The task
Put the part of the items that opens with the line containing "Mark the gray" and closes with the line containing "Target: gray metal roof" into a JSON list of strings, one string per line, leaving out blank lines. Include both of those lines and nothing else.

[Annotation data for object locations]
--------------------------------------------------

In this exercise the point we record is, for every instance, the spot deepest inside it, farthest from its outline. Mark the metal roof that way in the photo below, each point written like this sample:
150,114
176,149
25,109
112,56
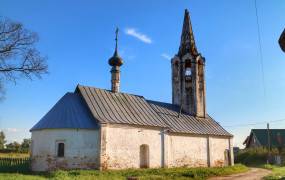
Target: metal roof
185,123
123,108
276,137
87,107
69,112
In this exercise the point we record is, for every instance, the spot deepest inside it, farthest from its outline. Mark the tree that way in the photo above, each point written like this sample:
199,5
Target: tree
2,140
18,54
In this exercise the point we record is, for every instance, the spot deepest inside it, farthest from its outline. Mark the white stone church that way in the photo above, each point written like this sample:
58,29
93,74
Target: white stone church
94,128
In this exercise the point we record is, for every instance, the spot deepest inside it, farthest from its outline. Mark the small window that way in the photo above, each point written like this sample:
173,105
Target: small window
188,68
60,150
188,71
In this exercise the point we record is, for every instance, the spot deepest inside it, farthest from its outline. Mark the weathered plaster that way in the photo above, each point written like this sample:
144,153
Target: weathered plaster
123,145
81,149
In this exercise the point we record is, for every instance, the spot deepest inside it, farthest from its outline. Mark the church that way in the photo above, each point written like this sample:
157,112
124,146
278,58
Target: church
93,128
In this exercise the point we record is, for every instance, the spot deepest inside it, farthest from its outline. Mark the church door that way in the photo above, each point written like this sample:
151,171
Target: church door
144,156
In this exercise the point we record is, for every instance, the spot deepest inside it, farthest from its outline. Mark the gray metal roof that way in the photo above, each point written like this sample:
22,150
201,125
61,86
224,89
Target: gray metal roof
69,112
122,108
87,107
185,123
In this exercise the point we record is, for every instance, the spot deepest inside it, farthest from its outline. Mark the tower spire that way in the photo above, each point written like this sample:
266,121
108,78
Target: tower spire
187,44
116,39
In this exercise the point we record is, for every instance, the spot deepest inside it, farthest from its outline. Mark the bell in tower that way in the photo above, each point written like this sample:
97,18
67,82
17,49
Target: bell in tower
188,76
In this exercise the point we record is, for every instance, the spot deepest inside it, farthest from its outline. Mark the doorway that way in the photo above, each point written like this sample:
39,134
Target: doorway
144,156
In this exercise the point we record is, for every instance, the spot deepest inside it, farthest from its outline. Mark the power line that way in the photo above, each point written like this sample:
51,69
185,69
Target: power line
260,50
255,123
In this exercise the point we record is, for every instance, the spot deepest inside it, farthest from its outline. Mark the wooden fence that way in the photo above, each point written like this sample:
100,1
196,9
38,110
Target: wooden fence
14,164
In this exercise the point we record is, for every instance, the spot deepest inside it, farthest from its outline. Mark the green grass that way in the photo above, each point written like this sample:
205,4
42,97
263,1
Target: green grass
14,155
167,173
278,172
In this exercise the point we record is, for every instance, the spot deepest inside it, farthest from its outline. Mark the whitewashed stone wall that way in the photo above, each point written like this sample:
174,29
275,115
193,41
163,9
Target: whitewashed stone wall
122,146
81,149
218,146
198,151
188,151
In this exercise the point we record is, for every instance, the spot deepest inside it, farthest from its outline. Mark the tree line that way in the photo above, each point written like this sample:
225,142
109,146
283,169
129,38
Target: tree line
22,147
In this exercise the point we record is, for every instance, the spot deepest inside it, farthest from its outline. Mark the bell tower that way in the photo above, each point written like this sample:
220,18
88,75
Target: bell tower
188,74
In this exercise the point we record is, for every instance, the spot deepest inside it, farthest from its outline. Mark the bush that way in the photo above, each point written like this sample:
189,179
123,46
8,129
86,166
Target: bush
254,156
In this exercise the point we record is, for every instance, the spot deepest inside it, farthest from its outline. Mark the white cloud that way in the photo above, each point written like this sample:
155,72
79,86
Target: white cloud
165,56
133,32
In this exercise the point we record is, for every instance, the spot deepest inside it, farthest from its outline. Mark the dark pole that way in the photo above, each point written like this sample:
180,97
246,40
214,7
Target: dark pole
268,140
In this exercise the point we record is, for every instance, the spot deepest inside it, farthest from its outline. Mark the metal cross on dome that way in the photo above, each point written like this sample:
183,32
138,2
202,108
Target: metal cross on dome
116,39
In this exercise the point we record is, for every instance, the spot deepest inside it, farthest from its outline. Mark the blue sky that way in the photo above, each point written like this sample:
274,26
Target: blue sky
78,38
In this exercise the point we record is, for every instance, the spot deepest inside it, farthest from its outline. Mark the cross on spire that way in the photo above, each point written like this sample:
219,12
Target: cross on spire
116,39
187,44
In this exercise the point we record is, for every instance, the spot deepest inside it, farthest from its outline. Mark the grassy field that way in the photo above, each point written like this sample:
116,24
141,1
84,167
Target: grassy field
171,173
14,155
278,172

--------------------------------------------------

In response
[
  "In this exercise the point we record is, for every instance, the spot deepest inside it, farthest from its outline. Mark the gray metal roof that way in the photo above, each point written like this sample:",
  "22,150",
  "201,125",
  "61,86",
  "224,89",
  "Target: gray metal roof"
]